Start of Data to examine
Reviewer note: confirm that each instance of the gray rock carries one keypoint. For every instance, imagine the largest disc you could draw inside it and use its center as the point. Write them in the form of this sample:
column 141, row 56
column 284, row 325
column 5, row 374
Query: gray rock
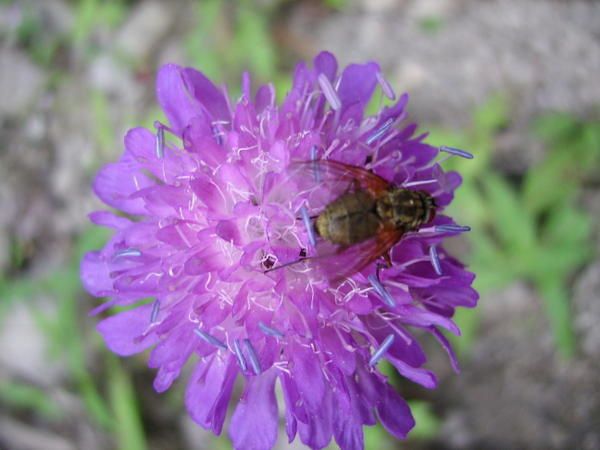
column 147, row 25
column 545, row 53
column 21, row 82
column 17, row 435
column 515, row 391
column 25, row 351
column 586, row 302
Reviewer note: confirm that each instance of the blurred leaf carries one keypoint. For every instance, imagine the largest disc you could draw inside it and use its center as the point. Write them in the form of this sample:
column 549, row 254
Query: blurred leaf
column 567, row 225
column 588, row 155
column 427, row 423
column 512, row 223
column 104, row 129
column 555, row 127
column 546, row 184
column 85, row 19
column 556, row 301
column 128, row 421
column 468, row 321
column 21, row 396
column 253, row 42
column 470, row 206
column 376, row 438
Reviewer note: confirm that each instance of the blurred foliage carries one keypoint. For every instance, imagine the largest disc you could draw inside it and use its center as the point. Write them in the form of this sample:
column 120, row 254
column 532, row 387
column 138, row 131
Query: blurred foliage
column 92, row 15
column 534, row 230
column 233, row 38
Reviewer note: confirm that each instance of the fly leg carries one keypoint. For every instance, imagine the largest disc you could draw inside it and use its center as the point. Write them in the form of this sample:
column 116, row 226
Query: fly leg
column 385, row 264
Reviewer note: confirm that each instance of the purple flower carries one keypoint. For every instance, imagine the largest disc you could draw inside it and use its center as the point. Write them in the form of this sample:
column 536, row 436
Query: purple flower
column 209, row 204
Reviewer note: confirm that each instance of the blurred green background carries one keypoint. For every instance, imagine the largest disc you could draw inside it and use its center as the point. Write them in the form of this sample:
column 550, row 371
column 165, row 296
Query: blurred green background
column 514, row 82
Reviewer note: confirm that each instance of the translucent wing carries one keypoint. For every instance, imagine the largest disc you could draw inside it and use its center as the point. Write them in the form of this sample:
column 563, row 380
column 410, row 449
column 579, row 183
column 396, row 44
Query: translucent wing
column 338, row 263
column 327, row 170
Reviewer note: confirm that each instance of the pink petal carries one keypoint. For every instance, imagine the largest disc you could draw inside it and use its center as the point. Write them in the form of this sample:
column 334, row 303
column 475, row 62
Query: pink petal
column 124, row 332
column 255, row 421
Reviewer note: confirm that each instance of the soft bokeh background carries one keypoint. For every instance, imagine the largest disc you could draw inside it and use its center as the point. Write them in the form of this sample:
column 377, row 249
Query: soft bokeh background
column 517, row 82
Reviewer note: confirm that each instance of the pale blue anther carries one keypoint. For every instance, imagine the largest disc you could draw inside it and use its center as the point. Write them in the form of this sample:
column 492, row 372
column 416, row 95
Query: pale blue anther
column 383, row 293
column 239, row 355
column 155, row 311
column 160, row 140
column 450, row 228
column 315, row 167
column 435, row 260
column 133, row 252
column 456, row 152
column 310, row 231
column 380, row 351
column 329, row 92
column 379, row 132
column 386, row 87
column 270, row 331
column 254, row 362
column 217, row 135
column 208, row 338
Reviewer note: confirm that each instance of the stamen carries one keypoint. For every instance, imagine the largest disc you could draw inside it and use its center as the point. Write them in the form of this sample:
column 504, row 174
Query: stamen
column 418, row 183
column 218, row 135
column 329, row 92
column 315, row 166
column 155, row 311
column 456, row 152
column 210, row 339
column 160, row 140
column 435, row 260
column 380, row 131
column 308, row 225
column 239, row 355
column 450, row 228
column 127, row 252
column 386, row 87
column 383, row 293
column 380, row 351
column 254, row 362
column 270, row 331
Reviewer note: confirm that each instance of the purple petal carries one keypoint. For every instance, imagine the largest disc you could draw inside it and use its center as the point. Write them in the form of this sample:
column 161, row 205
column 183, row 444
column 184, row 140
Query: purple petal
column 358, row 83
column 124, row 332
column 207, row 94
column 394, row 413
column 255, row 421
column 326, row 63
column 115, row 185
column 174, row 98
column 308, row 375
column 110, row 220
column 423, row 377
column 209, row 390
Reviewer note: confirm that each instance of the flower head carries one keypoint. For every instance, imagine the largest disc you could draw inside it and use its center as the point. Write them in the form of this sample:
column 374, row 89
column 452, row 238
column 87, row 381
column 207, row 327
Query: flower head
column 218, row 228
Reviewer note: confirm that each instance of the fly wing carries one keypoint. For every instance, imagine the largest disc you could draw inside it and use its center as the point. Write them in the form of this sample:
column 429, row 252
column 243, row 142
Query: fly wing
column 326, row 170
column 338, row 263
column 317, row 183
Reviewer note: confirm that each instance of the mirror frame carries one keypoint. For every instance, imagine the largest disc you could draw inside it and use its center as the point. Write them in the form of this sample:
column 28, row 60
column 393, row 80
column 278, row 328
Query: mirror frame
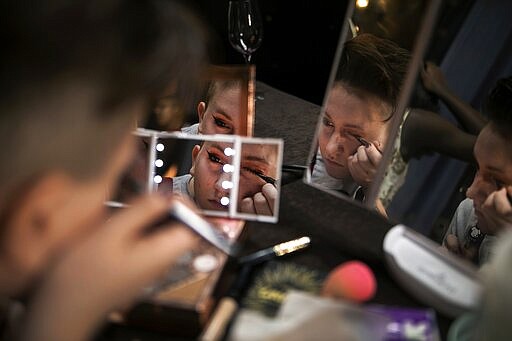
column 417, row 54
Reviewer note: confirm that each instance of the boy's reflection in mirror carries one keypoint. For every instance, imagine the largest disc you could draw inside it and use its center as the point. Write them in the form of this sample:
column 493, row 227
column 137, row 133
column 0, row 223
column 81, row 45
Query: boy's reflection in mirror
column 211, row 177
column 220, row 112
column 355, row 125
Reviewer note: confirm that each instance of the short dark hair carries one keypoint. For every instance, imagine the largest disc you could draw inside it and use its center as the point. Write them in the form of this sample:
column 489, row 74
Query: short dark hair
column 374, row 66
column 107, row 54
column 498, row 106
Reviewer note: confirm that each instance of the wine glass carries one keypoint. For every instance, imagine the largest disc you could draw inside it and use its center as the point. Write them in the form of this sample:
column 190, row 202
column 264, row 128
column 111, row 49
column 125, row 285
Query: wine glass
column 245, row 27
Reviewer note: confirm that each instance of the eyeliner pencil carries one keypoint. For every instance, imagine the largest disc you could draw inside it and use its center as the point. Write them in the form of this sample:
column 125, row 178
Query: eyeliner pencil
End of Data to examine
Write out the records once more, exactly as they stand, with no images.

▶ [Result below]:
Reviewer note: confirm that each instance of the gray rock carries one keypoint. For every instance, imagine the largest disc you could draw inside it and use its center as the point. Write them in the form of this sample:
column 141, row 56
column 284, row 325
column 5, row 374
Query: gray rock
column 147, row 25
column 545, row 53
column 21, row 82
column 17, row 435
column 515, row 391
column 25, row 351
column 586, row 302
Reviewer note: confirm that each instance of the blurred leaf carries one keypoint. For every instance, imagine the largest disc you could draw inside it and use its center as the point. Write them in the form of this sample:
column 549, row 254
Query: blurred leaf
column 567, row 225
column 588, row 155
column 427, row 423
column 512, row 223
column 104, row 129
column 555, row 127
column 546, row 184
column 85, row 19
column 556, row 301
column 128, row 421
column 468, row 321
column 21, row 396
column 253, row 42
column 470, row 206
column 376, row 438
Reviewer note: confirm that each instance of the blurred foliage carries one keypoint. For every instance, imagine the largest disc you could draw inside it and use its center as the point. Write them in the form of this sample:
column 120, row 254
column 532, row 387
column 138, row 131
Query: blurred foliage
column 92, row 15
column 534, row 230
column 233, row 38
Reviewer note: confirm that each instance of the fly leg carries one keypoint. For every instance, imagine the largest disc you could draw inside it and use its center as the point. Write them in the form of this sample:
column 116, row 226
Query: fly leg
column 385, row 264
Reviewer note: confirm that each instance of the purple flower carries one keypoint. For every instance, imagine the largest disc you could draw inside it and use its center as the point. Write them in the form of this sample:
column 536, row 436
Query: purple flower
column 209, row 204
Reviewer note: confirm that each instance of the blurred green background carries one keypoint. For every instance, imagine the largest disc you could draw inside it and use its center as the point. Write them in the form of this sample:
column 550, row 371
column 165, row 296
Query: blurred green background
column 514, row 82
Reviewer note: confirm that each instance of the translucent wing carries one keypoint. For every instance, imagine the largest disc you could draw inside it and use its center as the point. Write them in the form of this sample:
column 563, row 380
column 410, row 449
column 579, row 183
column 396, row 44
Query: translucent wing
column 338, row 263
column 327, row 170
Reviewer note: confirm that each instance of the pink petal carries one keypoint. For every instance, imagine the largest disc you could draw inside it and use its center as the point. Write them in the form of this sample:
column 334, row 303
column 475, row 62
Query: pink petal
column 124, row 332
column 255, row 421
Reviewer note: confirm that each instance of the soft bokeh background carries one keypoint. For every instance, imagine the largest disc you could draw inside it and use its center as the point. Write them in the form of this sample:
column 377, row 249
Query: soft bokeh background
column 517, row 82
Reviewer note: confirm that each instance of the pale blue anther carries one keypoint. For every instance, imagine the largest disc you could draw inside it and use its center as the point. Write them in the form of this sample:
column 492, row 372
column 416, row 95
Query: pale blue anther
column 383, row 293
column 239, row 355
column 155, row 311
column 160, row 140
column 450, row 228
column 315, row 167
column 435, row 260
column 133, row 252
column 456, row 152
column 310, row 231
column 380, row 351
column 329, row 92
column 379, row 132
column 386, row 87
column 270, row 331
column 254, row 362
column 217, row 135
column 208, row 338
Reviewer note: confirm that each instance of the stamen carries one keypoint. For every instance, imagine the largest disc you could draw inside it and use its center as the point. Write them in the form of this sample:
column 504, row 174
Query: stamen
column 418, row 183
column 218, row 135
column 329, row 92
column 315, row 166
column 155, row 311
column 456, row 152
column 210, row 339
column 160, row 140
column 435, row 260
column 380, row 131
column 308, row 225
column 239, row 355
column 450, row 228
column 127, row 252
column 386, row 87
column 383, row 293
column 380, row 351
column 254, row 362
column 270, row 331
Reviewer note: confirm that each instance of the purple petal carries one keypoint. For every instance, imagine the largest disc you could draw inside it and use its center as the point. Write them in the form of this sample:
column 161, row 205
column 183, row 444
column 184, row 140
Query: purple petal
column 358, row 83
column 124, row 332
column 207, row 94
column 394, row 413
column 255, row 421
column 326, row 63
column 115, row 185
column 174, row 98
column 308, row 375
column 110, row 220
column 423, row 377
column 209, row 390
Reviewer note: confirm that each instance of the flower head carries one keypoint. For every instance, imagine the largest disc you could draw inside it and use its center as the point. Write them in the form of this sample:
column 374, row 89
column 452, row 238
column 87, row 381
column 207, row 327
Query: flower head
column 218, row 228
Reviewer note: confirm that each instance of the fly wing carries one keypoint. For every instance, imagine the largest disc you could draw inside it and use its center as the point. Write them in the form of this sample:
column 429, row 252
column 243, row 142
Query: fly wing
column 326, row 170
column 338, row 263
column 317, row 183
Reviewer note: confirm that each instance of the mirror frame carries one keypoint. For every instance, imagine the largest disc you could draw inside it and use its center as the point. Write them in the form of this sample:
column 28, row 60
column 393, row 80
column 278, row 328
Query: mirror frame
column 417, row 54
Reviewer note: confirm that each instance of the boy's reflection in mirror carries one keypoint. For every instance, imagine the largest disc you could draw inside it and use its center as the point. Write them in the form of this sample:
column 493, row 227
column 137, row 133
column 0, row 223
column 81, row 45
Query: boy's reflection in mirror
column 211, row 177
column 220, row 112
column 355, row 125
Reviewer note: confirm that each instance of the short dark hair carries one keypoint. For every instance, imagine the largest disc you could draw inside it and use its center as the point. Write them in the form of this sample:
column 489, row 74
Query: short dark hair
column 374, row 66
column 107, row 54
column 498, row 106
Reviewer note: confirm that each instance of the wine glass carries one keypoint. For every instance, imagine the largest disc you could draw inside it and use its center as the point. Write them in the form of this sample:
column 190, row 202
column 264, row 128
column 111, row 49
column 125, row 285
Query: wine glass
column 245, row 27
Reviewer note: confirm that each instance of the eyeliner pencil carries one keypoint. For every instance, imagine the largest disc you could draw inside it and use its center as the point. Write them in the form of this sample:
column 125, row 178
Query: eyeliner pencil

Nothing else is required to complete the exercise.